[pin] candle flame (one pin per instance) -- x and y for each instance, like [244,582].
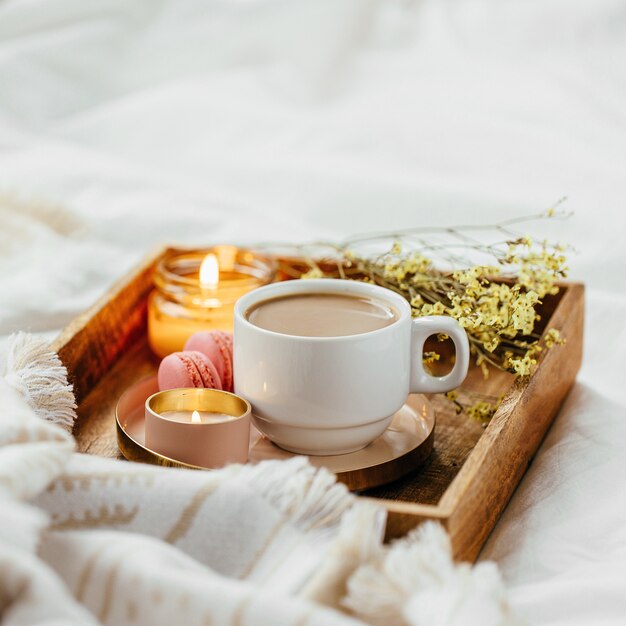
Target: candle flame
[209,272]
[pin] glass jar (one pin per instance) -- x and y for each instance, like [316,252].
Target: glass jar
[182,304]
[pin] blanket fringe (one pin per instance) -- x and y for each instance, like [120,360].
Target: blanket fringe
[36,372]
[416,583]
[309,496]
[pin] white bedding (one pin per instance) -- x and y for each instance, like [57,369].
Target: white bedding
[127,124]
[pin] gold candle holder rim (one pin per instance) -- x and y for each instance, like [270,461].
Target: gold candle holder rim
[198,399]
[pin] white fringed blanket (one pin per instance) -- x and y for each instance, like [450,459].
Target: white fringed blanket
[85,540]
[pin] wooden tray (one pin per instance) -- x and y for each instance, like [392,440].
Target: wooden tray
[469,477]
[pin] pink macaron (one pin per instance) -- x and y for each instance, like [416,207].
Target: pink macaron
[218,346]
[188,369]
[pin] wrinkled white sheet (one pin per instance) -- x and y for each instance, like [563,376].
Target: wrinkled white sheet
[127,124]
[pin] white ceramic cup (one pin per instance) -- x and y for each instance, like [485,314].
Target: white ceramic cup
[334,395]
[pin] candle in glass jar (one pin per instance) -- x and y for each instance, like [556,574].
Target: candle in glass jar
[196,290]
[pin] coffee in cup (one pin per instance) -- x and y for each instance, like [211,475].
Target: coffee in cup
[321,314]
[326,363]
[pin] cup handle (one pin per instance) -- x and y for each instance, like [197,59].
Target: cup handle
[421,329]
▬▬▬▬▬▬▬▬▬▬
- [To do]:
With the images excluded, all entries are to be given again exactly.

- [Task result]:
[pin] candle flame (one pin per instance) -- x and y for each instance, like [244,582].
Target: candle flame
[209,272]
[pin] glass jar (one pin per instance) -- x and y for each instance, like [316,252].
Target: glass jar
[182,304]
[pin] blanket fringe (one pin per instance) -- x and y for each instance, like [120,360].
Target: blanket fringe
[36,372]
[416,583]
[309,496]
[pin] white bedding (one pin per instance) -- x and y for each instance, like [57,369].
Target: white bedding
[127,124]
[pin] gold candle holder rim (one pin per instance) -- x and y for each instance, like [270,461].
Target: gold candle holder rim
[198,399]
[pin] white fringed blanket (one pin per instance) -- x and y for each instance, like [450,459].
Target: white fringed blanket
[85,540]
[pin] wooden tray (one pin per instance) -- x and y for each instance, like [392,440].
Target: wooden tray
[469,477]
[pin] pink macaron (one pin per instance) -- x and y for each instance, like [416,207].
Target: pink macaron
[218,346]
[188,369]
[pin] wrinkled white sheet (one pin per instance) -- x and y for each instance, like [563,376].
Target: wrinkled white sheet
[127,124]
[pin] white ceramic cup (one pin per instance) -- x and y for each instance, like [485,314].
Target: white ceramic cup
[334,395]
[pin] candle in glass jar (one pin per instance) -- x and y for each instance, like [556,574].
Target: candle in glass jar
[196,290]
[pin] coffee in cup (one pin per instance) -- x and y for each instance, like [211,475].
Target: coffee in cup
[321,314]
[326,363]
[pin] cup handle (one pin per instance) -- x and y for each instance, like [197,59].
Target: cup handle
[421,329]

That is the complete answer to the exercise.